#### WHAT IS EXPECTED
From the blog post about Malindi, list each thing the writer imagines the women doing the next morning.

#### TEXT PASSAGE
━━━━━━━━━━━━━━━━━━━━

"I have loved you with an everlasting love; I have drawn you in with loving-kindness. I will build you up again and you will be rebuilt...and go out to dance with the joyful." - Jeremiah 31: 3-4

Tuesday, March 9, 2010

Malindi #4 - The Final Installment.

Malindi is filled with poverty, prostitution and brokenness. You would think that in a place so dark, organizations and missionaries would be jumping at the chance to work there... but there is no one. It is a tourist town, seemingly well-off and established but if you dig just a little deeper than the high-class restaurants and night clubs, you will find devastation unlike anything else in Kenya. Malindi is home to a community of forgotten people.

As I was walking through Majenga, I felt the heaviness of empty lives. It brought me back to something I had written in my journal during my sophomore year in college. I don’t have my journal right next to me, it’s in America and I’m sitting in a Java House in the Nairobi airport, so I don’t know exactly what I wrote but it was something along the lines of “I feel so empty yet so heavy.” Heaviness and emptiness are not two things that are usually put together. If something is heavy, it means it is filled with something. If something it empty, it is light and easy to carry. But a life of sin is exactly that – heavy and empty. Sin was surrounding us that night as we walked through the alleys and roads lined with boarding houses occupied by prostitutes and the men who had purchased them. At one point, we walked over to a few women who were sitting on the steps outside of their house chewing on mirra and drinking tea. They were laughing and joking around and seemed to be enjoying themselves. We asked them what they were doing and they replied that they were getting ready for work. I was silent. I was afraid that if I opened my mouth I would start screaming. These women were getting ready to sell their bodies and they didn’t seem to care at all.

We walked around Majenga for about half an hour. Martin pointed out all the boarding houses to me and after a while I just told him to stop; there was a boarding house every ten steps. We exited the area of Majenga and not two minutes later, Daniel called Nate’s phone. He told us that he had been feeling really heavy for us in the last half hour and wanted to check and see that we were okay. Obviously, Satan isn’t messing around if Daniel could feel what we were feeling all the way across the country.

We sat on the major strip in New Town Malindi for a little while after leaving Majenga. New Town is where all the touristy things are, the nice hotels, restaurants and night clubs. It is where we spent most of our time when we went to Malindi during the internship program. Going back to it that night was a whole different experience. I saw things that I didn’t see before, felt things that I didn’t feel before and realized how blind I must have been back in November when I was first here. I watched the prostitutes walk by in their short skirts and barely there tank tops. They were all smiles, eager to get paid a few thousand shillings that night. I wondered how they felt the next morning, waking up at 4pm, showering, getting something to eat and getting ready for another night. Were there depressed? Angry? Did they ever say to themselves “I can’t do this anymore”? Or had they become so hardened and shut off from their emotions that they just went through their cycle of life like it was any other. Like you would get up and get ready to go to classes, or pick up your kids from little league, or go out with your boyfriend or girlfriend for dinner and a movie… this was their life. It reminds me of a Proverb in chapter 5 about the adulteress.

“She gives no thought to the way of life; her paths are crooked, but she knows it not.”

━━━━━━━━━━━━━━━━━━━━

#### STORED RECORDS
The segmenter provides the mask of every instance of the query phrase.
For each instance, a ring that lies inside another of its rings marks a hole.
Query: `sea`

━━━━━━━━━━━━━━━━━━━━

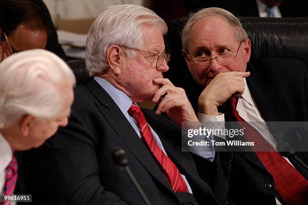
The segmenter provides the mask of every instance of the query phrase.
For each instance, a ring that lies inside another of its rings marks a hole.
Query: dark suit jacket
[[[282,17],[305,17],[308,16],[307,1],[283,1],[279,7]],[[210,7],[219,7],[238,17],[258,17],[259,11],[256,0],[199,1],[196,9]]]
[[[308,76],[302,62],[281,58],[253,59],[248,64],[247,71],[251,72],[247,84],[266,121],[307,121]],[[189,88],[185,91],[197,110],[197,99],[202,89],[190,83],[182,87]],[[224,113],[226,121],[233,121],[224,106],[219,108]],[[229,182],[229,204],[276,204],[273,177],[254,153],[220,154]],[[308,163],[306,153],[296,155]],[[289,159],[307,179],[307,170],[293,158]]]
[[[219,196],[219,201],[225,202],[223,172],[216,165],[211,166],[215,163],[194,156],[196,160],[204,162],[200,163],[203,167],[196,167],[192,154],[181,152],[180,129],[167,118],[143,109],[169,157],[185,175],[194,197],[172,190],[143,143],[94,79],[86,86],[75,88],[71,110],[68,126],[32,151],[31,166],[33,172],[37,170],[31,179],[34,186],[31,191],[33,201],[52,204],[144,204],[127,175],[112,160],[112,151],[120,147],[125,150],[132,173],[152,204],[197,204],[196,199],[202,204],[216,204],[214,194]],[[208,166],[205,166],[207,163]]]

━━━━━━━━━━━━━━━━━━━━

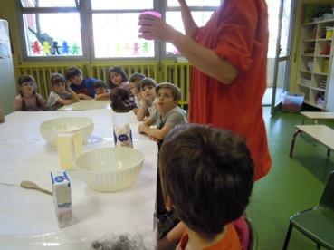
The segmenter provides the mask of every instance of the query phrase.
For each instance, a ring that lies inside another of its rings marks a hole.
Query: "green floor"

━━━━━━━━━━━━━━━━━━━━

#### ANSWER BELOW
- waking up at 4pm
- showering
- getting something to eat
- getting ready for another night